──────── EXCERPTED DATA

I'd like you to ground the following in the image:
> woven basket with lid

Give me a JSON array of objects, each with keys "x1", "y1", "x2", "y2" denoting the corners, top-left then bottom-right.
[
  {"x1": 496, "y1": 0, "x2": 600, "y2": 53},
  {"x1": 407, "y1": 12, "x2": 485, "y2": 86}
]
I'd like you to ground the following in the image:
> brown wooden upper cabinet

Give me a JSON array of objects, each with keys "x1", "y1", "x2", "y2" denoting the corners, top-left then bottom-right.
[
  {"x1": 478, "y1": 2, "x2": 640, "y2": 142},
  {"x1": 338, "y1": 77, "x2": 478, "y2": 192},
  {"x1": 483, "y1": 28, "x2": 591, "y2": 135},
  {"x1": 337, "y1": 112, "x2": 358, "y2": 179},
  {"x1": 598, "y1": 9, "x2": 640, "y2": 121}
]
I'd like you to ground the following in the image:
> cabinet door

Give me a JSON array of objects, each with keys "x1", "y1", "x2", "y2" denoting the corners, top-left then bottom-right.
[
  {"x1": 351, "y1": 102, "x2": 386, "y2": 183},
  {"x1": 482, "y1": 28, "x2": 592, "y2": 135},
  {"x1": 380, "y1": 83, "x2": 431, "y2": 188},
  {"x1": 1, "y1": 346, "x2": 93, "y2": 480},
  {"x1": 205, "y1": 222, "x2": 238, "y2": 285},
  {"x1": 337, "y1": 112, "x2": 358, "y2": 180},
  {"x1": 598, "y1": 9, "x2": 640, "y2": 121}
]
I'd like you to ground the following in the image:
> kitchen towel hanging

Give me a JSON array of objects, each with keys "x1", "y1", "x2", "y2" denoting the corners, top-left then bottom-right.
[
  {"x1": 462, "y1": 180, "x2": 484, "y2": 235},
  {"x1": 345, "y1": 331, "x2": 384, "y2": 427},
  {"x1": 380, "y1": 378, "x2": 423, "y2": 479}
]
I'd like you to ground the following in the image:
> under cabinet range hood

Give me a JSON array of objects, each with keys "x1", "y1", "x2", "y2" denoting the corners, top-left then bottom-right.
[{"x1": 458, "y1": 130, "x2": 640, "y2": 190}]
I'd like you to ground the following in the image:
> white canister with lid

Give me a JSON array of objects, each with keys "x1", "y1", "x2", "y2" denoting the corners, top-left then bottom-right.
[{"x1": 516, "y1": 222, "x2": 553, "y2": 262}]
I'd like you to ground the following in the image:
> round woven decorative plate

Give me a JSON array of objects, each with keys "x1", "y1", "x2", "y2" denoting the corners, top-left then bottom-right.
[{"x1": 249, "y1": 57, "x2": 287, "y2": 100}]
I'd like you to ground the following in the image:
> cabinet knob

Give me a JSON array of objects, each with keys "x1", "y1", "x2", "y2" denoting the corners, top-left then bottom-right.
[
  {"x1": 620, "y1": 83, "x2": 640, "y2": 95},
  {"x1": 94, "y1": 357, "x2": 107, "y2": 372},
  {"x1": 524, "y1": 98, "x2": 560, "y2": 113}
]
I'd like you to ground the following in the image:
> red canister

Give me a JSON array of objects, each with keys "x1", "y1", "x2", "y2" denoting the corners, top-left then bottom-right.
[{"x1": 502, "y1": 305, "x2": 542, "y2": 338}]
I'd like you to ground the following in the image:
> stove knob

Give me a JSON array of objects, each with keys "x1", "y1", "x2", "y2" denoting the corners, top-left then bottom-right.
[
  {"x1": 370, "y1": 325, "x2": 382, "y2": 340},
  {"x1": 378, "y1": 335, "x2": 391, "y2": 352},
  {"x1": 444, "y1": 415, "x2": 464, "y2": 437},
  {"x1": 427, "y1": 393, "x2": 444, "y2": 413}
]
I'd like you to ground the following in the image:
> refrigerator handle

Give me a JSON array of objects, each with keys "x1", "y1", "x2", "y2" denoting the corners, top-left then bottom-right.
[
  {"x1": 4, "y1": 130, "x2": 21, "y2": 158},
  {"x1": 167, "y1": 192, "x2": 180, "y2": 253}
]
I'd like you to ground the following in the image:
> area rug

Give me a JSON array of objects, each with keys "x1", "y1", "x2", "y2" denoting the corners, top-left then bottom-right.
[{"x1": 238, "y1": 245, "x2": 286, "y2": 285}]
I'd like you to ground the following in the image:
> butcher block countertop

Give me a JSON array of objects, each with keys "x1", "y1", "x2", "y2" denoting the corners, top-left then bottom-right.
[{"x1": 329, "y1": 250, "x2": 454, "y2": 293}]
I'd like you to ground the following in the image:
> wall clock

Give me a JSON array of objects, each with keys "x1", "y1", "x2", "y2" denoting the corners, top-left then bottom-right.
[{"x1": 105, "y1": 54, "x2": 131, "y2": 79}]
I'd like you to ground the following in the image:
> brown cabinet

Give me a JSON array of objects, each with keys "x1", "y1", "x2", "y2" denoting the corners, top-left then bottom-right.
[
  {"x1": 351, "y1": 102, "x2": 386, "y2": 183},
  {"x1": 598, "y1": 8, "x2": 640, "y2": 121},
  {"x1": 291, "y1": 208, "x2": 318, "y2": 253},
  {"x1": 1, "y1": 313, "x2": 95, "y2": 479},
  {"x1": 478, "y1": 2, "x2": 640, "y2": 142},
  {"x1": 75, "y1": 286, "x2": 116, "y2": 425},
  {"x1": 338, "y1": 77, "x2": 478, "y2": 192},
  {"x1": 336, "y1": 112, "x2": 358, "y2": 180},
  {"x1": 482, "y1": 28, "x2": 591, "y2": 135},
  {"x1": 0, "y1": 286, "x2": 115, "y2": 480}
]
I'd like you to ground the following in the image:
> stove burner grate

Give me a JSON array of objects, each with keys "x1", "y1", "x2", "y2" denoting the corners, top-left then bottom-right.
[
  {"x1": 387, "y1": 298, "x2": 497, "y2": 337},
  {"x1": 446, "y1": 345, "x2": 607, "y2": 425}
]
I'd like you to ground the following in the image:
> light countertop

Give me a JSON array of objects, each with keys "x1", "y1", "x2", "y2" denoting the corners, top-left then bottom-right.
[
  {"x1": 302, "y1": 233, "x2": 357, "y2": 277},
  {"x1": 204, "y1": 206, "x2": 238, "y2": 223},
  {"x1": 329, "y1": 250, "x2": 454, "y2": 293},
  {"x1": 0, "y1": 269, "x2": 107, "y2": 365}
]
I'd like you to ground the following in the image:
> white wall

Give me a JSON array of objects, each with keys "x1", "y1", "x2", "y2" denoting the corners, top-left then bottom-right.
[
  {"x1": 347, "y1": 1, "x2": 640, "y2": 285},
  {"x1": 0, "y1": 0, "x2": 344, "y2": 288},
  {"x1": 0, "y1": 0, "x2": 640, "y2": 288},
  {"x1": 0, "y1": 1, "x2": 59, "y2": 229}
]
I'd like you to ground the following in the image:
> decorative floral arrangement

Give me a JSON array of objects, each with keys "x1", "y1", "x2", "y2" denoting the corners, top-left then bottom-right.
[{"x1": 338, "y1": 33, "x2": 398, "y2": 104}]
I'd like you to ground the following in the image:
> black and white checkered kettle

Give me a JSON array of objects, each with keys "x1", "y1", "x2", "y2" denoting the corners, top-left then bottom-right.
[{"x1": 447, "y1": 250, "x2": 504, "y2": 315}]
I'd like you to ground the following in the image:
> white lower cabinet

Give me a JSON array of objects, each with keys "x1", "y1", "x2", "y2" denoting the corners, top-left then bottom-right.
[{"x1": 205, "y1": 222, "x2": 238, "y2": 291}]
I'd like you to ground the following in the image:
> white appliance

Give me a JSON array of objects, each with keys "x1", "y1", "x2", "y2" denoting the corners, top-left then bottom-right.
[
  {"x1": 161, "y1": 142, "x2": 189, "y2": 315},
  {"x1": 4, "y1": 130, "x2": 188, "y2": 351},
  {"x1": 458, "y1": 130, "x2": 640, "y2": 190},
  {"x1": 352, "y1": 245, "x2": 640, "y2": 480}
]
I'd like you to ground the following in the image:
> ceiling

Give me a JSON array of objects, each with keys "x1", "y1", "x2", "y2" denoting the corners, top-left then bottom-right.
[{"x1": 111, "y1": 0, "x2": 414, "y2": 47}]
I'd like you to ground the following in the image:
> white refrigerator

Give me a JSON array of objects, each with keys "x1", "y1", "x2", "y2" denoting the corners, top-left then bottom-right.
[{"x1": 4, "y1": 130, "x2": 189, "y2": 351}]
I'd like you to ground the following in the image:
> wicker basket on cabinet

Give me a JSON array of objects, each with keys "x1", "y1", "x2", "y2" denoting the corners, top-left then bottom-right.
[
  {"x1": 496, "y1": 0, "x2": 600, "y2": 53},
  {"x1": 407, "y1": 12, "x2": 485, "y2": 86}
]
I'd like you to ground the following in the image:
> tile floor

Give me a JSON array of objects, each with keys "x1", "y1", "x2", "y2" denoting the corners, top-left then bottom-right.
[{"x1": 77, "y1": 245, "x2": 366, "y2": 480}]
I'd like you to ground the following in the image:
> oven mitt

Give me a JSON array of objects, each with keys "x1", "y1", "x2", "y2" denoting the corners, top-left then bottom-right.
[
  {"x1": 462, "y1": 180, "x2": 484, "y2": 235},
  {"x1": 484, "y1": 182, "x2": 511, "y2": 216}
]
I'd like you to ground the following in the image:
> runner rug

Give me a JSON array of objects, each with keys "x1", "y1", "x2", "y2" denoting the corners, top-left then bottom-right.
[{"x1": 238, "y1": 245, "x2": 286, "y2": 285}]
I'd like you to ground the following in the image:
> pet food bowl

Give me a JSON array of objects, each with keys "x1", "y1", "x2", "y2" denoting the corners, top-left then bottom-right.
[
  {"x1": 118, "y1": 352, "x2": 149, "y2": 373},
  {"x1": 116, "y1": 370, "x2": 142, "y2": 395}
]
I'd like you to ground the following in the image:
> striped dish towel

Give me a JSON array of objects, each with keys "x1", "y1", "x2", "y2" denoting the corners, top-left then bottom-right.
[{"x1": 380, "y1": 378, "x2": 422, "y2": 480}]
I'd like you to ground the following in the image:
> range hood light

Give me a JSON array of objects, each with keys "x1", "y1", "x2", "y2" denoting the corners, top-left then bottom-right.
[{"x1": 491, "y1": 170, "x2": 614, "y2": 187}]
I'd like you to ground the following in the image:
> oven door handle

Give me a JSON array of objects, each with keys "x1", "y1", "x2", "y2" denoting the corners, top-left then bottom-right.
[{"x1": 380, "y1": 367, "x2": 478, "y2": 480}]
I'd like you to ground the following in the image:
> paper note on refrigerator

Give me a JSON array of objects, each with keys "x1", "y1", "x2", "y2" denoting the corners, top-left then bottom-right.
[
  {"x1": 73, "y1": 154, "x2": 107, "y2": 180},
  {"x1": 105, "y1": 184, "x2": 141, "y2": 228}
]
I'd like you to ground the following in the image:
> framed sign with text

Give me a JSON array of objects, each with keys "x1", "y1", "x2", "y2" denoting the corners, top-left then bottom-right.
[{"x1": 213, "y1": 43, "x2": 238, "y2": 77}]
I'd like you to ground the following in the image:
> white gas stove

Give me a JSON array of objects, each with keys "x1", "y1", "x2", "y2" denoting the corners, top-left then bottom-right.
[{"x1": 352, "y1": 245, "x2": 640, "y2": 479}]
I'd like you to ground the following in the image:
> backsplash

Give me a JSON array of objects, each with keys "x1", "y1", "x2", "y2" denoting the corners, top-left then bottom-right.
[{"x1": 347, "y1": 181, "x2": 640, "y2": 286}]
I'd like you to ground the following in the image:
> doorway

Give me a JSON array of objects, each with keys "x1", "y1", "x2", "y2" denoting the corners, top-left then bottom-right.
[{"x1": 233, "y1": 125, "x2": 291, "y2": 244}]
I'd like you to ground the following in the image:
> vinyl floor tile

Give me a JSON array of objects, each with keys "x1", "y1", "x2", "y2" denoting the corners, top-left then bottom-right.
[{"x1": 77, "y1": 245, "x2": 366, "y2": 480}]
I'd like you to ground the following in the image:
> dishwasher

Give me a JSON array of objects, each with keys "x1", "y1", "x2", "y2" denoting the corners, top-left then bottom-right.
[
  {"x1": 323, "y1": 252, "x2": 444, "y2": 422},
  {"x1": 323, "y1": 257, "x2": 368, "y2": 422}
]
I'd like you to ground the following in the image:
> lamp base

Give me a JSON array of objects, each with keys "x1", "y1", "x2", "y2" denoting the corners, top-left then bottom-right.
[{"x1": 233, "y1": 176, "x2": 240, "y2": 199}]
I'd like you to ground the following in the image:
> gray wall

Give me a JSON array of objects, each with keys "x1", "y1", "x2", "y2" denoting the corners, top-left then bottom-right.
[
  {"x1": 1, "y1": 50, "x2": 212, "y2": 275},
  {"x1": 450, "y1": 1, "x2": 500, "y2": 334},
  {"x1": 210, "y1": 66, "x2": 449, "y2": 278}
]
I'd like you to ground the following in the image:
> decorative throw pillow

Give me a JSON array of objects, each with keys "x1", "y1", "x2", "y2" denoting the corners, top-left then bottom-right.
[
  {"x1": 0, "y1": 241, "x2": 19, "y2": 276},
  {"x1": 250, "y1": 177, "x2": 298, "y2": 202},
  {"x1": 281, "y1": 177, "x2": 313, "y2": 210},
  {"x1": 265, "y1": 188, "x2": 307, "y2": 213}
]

────────────────

TASK TO COMPLETE
Which lines of the data above contain the string "countertop"? Extract each of them, and treat uppercase and lowercase letters as different.

COMPLETED EXERCISE
> butcher block countertop
> light countertop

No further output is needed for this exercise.